GIVEN RECORDS:

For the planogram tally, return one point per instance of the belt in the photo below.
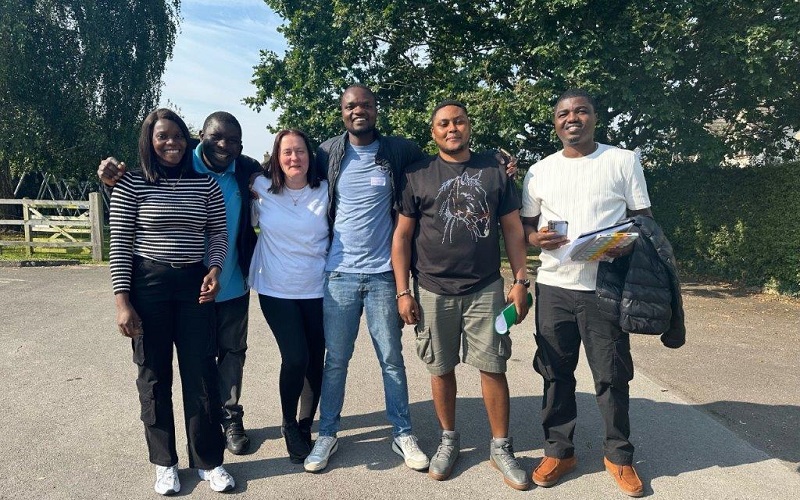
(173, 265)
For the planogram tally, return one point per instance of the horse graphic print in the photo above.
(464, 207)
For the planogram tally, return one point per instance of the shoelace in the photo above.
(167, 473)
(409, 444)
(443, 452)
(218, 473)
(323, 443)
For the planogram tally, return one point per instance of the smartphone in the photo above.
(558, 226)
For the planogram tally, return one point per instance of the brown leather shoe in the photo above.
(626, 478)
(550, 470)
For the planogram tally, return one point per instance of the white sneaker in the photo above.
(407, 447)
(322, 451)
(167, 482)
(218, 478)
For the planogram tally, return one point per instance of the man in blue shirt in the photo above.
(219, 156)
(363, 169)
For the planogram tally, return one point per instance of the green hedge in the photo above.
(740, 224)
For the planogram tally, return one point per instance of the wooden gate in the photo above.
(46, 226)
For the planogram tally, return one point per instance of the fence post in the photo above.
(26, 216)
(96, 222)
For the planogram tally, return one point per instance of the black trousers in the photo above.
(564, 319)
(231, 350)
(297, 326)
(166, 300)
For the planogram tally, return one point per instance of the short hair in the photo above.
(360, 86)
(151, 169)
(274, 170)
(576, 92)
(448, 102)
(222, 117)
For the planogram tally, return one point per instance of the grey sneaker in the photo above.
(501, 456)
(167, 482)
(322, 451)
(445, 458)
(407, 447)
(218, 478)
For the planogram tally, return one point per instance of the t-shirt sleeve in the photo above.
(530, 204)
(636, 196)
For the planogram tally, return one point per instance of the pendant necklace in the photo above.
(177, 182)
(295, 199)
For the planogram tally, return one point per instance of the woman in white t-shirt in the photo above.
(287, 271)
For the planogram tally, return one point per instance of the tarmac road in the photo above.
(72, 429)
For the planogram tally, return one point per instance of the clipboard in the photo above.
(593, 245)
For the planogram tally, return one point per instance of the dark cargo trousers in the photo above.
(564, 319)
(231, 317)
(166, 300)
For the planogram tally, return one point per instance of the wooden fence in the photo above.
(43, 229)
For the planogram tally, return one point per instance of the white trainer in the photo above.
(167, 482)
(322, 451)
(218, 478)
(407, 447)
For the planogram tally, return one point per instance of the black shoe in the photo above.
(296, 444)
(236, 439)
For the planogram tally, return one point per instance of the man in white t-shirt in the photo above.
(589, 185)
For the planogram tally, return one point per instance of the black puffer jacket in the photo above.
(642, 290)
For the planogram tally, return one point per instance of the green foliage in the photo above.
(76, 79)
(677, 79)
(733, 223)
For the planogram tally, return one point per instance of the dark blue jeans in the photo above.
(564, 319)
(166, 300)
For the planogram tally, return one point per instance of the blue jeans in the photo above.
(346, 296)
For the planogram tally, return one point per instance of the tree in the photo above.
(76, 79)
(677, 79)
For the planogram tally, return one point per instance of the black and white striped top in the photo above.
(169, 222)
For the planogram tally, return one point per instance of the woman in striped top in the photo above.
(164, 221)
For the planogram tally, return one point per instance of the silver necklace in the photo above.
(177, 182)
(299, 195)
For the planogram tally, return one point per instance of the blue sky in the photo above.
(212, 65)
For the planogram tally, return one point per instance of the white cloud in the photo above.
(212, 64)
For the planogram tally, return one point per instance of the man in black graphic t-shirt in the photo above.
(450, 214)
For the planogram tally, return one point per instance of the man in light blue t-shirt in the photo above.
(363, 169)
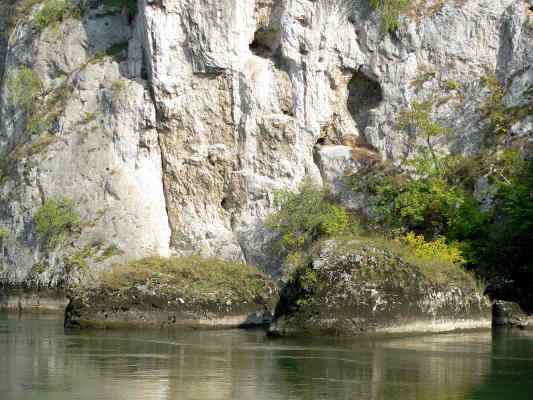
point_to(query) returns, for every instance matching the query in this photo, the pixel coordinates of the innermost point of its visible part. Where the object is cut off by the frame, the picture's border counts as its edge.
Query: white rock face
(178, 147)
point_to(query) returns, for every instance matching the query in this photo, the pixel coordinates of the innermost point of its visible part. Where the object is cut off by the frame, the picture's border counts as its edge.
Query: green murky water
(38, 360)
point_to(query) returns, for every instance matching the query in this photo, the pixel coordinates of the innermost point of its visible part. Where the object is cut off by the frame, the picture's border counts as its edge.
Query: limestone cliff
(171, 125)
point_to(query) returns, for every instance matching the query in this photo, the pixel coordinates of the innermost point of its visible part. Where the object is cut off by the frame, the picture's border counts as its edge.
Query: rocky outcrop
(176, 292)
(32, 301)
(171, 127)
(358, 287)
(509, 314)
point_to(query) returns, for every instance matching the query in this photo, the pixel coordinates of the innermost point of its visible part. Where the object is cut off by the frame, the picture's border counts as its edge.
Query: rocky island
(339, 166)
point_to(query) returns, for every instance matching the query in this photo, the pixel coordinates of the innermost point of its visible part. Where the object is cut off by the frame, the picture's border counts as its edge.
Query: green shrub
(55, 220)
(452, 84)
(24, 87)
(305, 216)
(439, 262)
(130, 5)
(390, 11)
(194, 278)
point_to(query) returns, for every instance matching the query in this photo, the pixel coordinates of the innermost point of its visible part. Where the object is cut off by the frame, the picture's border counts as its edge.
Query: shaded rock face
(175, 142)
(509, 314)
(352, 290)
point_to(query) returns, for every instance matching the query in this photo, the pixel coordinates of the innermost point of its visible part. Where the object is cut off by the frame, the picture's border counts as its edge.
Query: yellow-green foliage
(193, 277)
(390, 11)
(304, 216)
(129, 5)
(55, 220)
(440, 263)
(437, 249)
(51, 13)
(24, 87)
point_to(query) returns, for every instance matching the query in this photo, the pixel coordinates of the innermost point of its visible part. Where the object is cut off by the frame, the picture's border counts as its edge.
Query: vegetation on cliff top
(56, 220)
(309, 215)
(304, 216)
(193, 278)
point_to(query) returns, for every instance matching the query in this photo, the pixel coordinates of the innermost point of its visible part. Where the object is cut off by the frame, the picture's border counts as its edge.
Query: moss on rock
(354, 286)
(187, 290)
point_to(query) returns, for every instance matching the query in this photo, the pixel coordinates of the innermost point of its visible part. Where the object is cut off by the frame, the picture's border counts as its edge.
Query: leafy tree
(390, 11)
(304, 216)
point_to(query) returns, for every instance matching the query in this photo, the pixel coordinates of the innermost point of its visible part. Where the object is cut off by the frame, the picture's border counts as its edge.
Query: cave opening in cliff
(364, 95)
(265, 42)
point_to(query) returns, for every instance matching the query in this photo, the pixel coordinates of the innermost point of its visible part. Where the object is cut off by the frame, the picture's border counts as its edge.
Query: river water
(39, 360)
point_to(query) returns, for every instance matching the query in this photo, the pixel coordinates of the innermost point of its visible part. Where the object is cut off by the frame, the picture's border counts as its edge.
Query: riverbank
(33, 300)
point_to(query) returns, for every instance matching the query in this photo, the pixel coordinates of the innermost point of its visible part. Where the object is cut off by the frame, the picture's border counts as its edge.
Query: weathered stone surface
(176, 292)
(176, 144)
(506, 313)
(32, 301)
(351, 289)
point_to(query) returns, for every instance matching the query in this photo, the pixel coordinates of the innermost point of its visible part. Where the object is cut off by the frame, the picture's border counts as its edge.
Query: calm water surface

OBJECTIVE: Report every line of the records that contains the string "striped", copying each one in full. Case counts.

THE OUTPUT:
For the planogram tally, return one point per instance of the black and white striped top in the photo above.
For the planogram tally, return one point per instance of the woman in striped top in the photo above.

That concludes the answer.